**The request**
Reproduce word for word the lines of the items below, starting at the line containing "the rock and" and ending at the final line of the items.

**Record excerpts**
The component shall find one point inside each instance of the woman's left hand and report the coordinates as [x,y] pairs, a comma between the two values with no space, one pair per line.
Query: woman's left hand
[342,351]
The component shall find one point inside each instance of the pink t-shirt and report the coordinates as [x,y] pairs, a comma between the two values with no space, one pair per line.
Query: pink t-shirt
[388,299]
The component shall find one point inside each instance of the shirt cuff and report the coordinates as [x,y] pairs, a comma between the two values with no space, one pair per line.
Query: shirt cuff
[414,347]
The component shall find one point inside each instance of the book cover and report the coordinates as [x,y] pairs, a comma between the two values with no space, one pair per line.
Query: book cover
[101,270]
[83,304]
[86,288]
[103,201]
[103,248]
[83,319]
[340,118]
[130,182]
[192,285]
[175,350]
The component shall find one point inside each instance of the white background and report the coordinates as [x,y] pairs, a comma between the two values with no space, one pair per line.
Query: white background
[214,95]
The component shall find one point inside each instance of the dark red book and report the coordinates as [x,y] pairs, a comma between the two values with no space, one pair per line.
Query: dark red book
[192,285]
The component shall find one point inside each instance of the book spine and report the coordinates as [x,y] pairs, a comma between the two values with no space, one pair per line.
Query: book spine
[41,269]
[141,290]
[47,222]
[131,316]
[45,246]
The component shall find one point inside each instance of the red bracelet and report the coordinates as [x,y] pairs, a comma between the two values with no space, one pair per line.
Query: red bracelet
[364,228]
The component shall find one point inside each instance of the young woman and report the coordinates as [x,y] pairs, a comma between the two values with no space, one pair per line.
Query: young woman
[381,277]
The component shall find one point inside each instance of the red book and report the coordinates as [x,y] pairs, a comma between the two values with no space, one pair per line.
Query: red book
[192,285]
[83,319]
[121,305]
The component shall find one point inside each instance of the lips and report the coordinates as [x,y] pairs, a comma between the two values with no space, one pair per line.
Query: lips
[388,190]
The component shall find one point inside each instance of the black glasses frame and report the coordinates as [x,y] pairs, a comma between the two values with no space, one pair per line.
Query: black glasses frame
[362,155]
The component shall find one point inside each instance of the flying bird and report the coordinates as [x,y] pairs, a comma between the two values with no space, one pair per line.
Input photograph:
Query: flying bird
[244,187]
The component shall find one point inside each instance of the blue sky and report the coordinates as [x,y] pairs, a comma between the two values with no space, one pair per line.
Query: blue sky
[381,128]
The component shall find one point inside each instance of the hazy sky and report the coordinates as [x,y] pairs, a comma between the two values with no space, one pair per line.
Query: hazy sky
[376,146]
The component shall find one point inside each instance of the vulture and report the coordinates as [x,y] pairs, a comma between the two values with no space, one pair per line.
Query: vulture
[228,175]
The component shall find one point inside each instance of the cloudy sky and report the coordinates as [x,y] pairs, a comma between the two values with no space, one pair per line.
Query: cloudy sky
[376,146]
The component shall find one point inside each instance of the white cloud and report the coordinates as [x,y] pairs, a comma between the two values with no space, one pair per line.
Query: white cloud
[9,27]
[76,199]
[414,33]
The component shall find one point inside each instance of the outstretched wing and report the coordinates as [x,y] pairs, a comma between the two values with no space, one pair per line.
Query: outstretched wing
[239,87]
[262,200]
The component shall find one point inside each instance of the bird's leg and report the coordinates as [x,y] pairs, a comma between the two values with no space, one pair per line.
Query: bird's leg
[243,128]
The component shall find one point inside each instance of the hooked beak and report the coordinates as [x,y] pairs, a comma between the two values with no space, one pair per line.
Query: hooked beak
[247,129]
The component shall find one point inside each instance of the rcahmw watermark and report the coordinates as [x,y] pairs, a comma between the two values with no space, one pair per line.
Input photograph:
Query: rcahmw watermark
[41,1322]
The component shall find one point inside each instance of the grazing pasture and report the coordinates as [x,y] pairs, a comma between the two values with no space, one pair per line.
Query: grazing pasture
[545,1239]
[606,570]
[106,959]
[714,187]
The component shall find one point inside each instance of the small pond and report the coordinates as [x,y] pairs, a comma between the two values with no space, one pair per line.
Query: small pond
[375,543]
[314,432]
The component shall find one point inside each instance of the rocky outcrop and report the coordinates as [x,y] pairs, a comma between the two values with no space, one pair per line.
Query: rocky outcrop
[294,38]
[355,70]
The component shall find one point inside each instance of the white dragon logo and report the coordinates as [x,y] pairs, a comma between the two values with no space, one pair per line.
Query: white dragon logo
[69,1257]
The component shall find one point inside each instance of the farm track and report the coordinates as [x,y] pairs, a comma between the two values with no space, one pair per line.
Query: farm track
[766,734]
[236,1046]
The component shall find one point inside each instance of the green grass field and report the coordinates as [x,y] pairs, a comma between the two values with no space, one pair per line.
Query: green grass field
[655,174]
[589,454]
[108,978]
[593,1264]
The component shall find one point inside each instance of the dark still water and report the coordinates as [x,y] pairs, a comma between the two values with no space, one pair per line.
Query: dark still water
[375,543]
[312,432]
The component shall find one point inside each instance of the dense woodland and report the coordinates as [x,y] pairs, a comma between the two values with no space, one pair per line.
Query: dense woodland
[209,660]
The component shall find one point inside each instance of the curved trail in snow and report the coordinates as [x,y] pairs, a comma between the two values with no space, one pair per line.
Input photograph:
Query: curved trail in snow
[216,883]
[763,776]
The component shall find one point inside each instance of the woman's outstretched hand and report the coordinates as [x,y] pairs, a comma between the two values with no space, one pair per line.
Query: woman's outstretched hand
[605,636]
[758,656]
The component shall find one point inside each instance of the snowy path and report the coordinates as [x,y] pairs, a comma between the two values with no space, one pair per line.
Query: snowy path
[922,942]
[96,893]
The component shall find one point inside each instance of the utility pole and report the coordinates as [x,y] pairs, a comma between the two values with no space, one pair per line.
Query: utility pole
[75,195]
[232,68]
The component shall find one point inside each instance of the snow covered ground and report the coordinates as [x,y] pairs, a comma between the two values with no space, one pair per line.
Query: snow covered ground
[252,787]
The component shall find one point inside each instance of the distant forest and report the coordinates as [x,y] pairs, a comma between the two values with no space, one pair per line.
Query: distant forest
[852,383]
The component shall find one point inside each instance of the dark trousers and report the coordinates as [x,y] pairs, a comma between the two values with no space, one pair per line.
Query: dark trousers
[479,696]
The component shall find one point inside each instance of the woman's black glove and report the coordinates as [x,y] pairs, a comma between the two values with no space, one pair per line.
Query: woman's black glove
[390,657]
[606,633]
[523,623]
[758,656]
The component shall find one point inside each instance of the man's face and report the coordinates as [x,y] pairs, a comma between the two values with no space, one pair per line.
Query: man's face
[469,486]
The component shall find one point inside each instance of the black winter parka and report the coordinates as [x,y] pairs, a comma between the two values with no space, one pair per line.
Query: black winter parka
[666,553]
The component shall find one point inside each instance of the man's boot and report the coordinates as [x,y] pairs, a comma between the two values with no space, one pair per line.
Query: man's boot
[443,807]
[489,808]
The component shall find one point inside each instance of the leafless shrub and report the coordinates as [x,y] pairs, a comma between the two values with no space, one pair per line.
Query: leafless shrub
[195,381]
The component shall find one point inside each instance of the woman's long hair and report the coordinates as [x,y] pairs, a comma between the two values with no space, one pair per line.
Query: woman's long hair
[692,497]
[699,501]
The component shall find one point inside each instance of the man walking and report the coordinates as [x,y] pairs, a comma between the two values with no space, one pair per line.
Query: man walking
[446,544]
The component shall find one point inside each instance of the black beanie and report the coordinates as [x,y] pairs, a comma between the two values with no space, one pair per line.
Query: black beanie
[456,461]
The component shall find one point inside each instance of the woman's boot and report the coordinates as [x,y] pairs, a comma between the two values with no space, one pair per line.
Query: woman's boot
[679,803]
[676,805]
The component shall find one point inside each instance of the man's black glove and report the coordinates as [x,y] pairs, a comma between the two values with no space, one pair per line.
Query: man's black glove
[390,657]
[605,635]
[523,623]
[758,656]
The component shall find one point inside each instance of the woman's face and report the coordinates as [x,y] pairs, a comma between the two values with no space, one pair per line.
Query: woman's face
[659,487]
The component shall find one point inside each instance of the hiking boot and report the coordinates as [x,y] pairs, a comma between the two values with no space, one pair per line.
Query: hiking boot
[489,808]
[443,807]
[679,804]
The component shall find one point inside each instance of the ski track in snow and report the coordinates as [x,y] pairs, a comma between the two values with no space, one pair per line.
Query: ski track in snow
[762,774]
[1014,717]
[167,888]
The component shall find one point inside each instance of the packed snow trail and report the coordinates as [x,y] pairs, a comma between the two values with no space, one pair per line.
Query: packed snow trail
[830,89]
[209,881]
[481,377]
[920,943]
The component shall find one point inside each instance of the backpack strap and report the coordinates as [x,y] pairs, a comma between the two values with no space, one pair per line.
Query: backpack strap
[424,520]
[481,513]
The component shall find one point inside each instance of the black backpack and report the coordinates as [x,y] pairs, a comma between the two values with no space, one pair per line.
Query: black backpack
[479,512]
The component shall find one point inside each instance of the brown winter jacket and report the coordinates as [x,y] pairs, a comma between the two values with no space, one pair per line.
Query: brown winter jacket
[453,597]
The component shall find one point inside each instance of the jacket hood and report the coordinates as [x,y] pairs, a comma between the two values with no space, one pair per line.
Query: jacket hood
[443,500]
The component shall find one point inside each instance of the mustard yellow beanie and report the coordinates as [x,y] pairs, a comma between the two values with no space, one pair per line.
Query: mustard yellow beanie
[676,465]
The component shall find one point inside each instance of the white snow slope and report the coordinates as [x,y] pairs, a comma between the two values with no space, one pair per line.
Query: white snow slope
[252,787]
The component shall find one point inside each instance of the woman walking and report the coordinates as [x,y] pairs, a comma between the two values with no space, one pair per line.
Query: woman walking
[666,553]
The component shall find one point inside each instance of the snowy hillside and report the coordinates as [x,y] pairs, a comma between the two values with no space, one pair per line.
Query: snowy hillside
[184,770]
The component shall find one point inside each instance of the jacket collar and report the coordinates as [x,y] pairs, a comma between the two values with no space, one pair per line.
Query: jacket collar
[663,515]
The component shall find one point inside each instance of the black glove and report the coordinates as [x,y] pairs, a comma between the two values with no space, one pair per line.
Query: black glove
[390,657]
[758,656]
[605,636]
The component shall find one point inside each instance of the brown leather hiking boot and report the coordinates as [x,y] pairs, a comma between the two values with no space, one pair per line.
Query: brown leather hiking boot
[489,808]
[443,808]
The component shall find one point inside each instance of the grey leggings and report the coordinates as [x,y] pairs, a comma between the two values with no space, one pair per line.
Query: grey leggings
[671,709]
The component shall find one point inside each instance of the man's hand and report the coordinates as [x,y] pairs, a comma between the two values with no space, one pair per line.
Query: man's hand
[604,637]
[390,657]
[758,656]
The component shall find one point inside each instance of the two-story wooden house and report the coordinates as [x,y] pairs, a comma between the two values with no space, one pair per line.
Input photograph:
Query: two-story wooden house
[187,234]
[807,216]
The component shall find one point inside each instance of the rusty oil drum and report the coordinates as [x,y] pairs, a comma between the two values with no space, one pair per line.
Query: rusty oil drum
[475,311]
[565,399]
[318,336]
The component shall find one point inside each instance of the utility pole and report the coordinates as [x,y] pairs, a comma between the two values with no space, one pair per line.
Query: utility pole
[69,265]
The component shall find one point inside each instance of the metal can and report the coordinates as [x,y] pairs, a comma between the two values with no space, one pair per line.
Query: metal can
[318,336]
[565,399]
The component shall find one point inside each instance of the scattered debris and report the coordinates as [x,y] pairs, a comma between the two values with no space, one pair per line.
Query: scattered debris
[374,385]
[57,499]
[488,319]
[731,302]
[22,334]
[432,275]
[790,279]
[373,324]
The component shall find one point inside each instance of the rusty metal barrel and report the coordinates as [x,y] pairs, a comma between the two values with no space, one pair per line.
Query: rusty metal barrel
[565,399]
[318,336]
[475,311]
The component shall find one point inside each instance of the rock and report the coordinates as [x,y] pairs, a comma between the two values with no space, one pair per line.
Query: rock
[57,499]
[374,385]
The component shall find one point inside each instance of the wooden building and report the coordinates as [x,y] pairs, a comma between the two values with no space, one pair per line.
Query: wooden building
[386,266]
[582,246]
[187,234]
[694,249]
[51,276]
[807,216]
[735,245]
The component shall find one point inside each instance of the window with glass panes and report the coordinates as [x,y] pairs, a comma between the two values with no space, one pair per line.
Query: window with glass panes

**Solution for this task**
The component shall find one point inside each instance of the rock and report the coordinates as [x,y] pairs, a comma between the two values with no space, one pair per line.
Query: rock
[57,499]
[374,385]
The component shall find one point inside each instance of the wooden building and report the coordinates as [x,y] pairs, a comma between the two values with no space, one pair per line.
Query: wooden building
[386,266]
[582,246]
[187,234]
[694,249]
[51,276]
[807,216]
[735,245]
The component shall find one point inside each instance of the window with glass panes and report the coordinates as [x,y] pairs, a comma between the two values with no space, one pair per line.
Query: window with glass panes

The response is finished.